■ DIRECTIONS FOR THIS TASK: In the records below, find the line with "Note: spot each instance of the peony" and the line with "Note: spot each instance of the suit jacket"; return exactly those lines and every line between them.

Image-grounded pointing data
========================================
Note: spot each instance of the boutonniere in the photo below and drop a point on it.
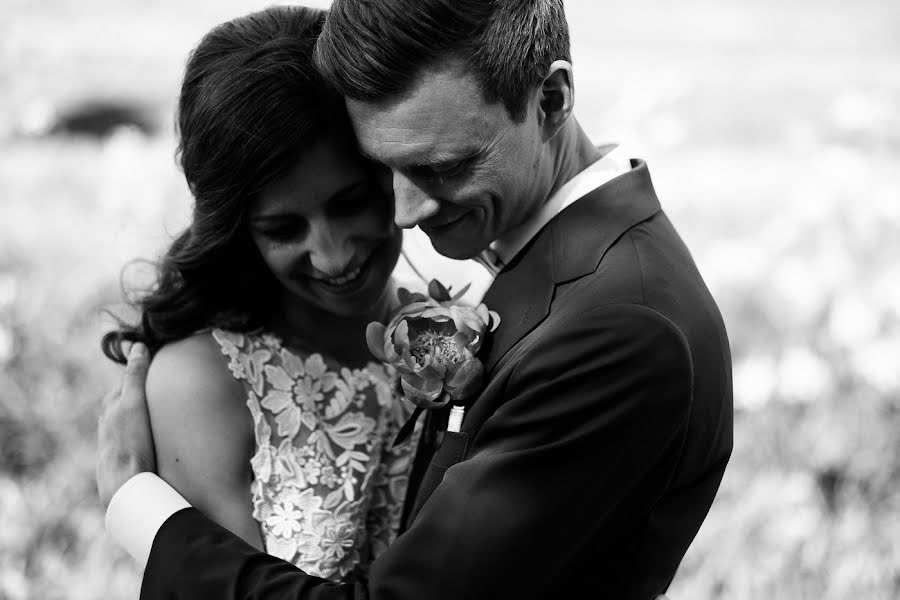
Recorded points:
(432, 343)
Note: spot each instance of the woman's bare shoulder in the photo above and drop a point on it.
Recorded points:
(189, 386)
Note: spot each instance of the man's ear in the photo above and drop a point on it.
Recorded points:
(556, 98)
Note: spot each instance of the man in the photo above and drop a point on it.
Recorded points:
(590, 459)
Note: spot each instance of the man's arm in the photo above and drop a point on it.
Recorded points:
(564, 474)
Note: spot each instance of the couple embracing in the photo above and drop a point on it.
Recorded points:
(589, 457)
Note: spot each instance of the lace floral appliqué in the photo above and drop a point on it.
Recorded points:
(328, 487)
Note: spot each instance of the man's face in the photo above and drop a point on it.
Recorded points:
(462, 169)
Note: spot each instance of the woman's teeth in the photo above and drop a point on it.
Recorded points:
(345, 278)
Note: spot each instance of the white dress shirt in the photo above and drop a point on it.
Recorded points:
(140, 507)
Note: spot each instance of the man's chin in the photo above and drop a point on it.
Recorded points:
(456, 248)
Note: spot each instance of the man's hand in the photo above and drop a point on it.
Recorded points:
(124, 440)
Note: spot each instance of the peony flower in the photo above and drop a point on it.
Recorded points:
(431, 342)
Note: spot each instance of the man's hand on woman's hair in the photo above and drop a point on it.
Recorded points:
(124, 440)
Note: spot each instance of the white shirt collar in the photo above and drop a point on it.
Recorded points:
(608, 167)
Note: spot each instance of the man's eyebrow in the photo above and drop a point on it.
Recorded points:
(426, 160)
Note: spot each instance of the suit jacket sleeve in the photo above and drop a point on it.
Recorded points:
(564, 473)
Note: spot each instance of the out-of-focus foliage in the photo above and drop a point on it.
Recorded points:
(772, 130)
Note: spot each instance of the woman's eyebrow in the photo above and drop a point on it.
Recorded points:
(277, 214)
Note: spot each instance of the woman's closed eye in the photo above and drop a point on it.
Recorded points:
(281, 229)
(354, 203)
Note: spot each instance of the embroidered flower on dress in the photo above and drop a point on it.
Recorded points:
(320, 429)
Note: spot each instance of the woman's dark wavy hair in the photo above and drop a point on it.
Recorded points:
(251, 101)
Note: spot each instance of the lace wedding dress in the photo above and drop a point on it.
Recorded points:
(327, 487)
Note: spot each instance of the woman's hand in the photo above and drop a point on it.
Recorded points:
(124, 440)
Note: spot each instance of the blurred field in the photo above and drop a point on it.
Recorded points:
(772, 130)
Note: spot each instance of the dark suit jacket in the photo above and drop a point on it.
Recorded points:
(588, 462)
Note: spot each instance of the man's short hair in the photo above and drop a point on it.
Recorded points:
(374, 50)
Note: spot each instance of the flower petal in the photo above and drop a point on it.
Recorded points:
(418, 389)
(375, 340)
(401, 334)
(466, 381)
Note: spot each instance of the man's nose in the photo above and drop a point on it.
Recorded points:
(413, 204)
(330, 247)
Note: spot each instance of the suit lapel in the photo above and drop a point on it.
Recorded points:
(521, 294)
(569, 247)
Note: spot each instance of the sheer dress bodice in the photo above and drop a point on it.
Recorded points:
(327, 487)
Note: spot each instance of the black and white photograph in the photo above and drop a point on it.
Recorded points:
(449, 299)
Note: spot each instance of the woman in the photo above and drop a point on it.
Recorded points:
(262, 304)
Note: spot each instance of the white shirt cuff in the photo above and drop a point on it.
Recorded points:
(138, 510)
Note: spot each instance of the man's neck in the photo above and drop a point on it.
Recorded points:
(574, 152)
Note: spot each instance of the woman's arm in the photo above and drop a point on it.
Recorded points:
(203, 432)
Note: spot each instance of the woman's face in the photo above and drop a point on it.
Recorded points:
(326, 230)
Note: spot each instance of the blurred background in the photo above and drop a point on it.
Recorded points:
(772, 132)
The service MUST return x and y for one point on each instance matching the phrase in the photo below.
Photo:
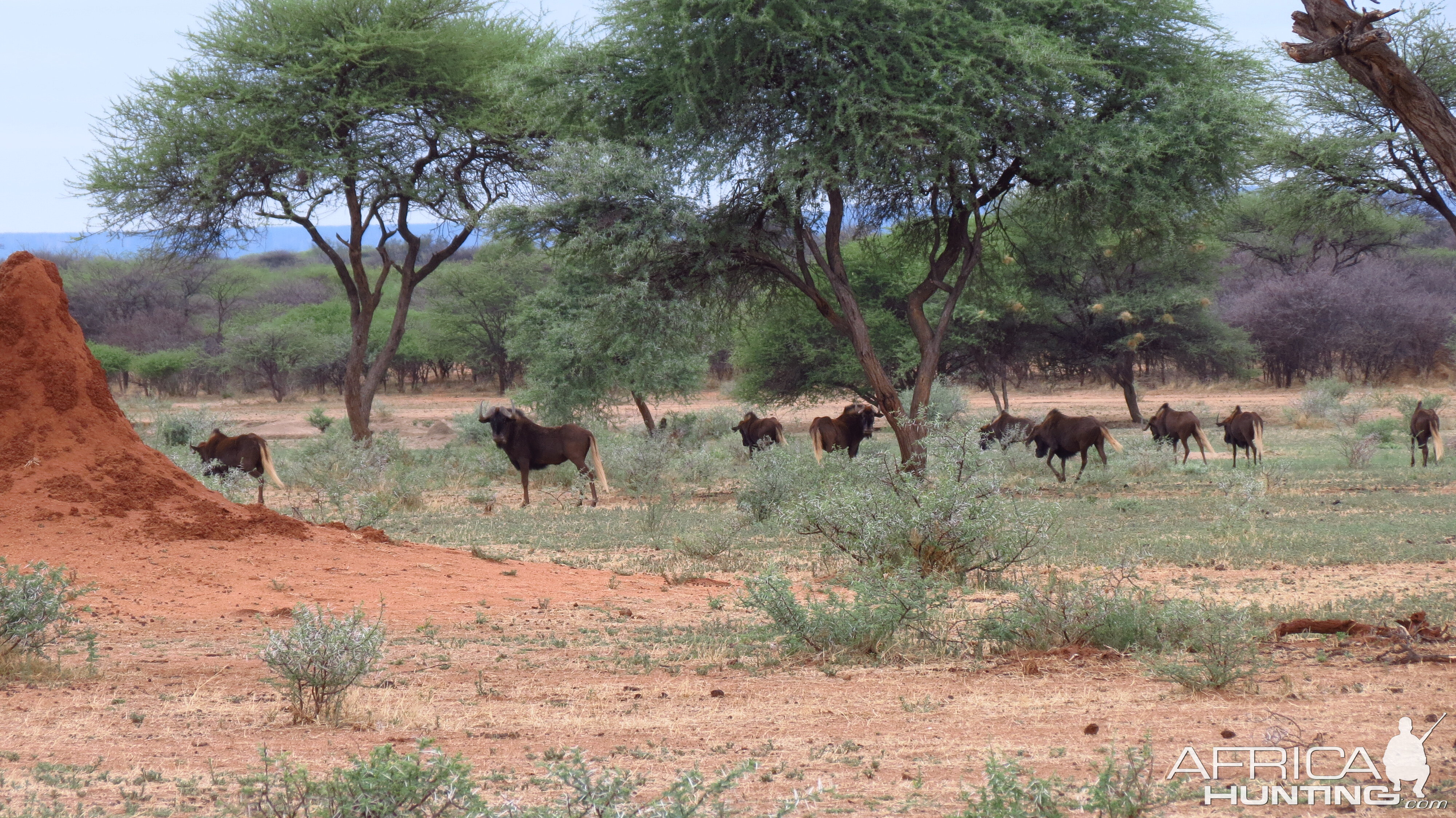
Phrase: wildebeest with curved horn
(756, 432)
(1426, 432)
(1173, 426)
(1061, 436)
(1244, 430)
(531, 446)
(1007, 430)
(854, 424)
(247, 453)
========================================
■ REPLY:
Note: spot each instance of the peony flower in the photo above and drop a point on it.
Recorded points:
(431, 342)
Note: spot each instance of the man's hand on woman's hair in the photo above and drop a point on it.
Recorded points:
(124, 440)
Note: spot each instance of the white shirt collar in the photo above and drop a point on it.
Recorded points:
(608, 167)
Note: spot each instance of the man's eyebrow in the photo above and drop a point on it.
Recorded points:
(426, 160)
Note: spot each instance of the suit jacket sleeve in the photo above and drop a point on it.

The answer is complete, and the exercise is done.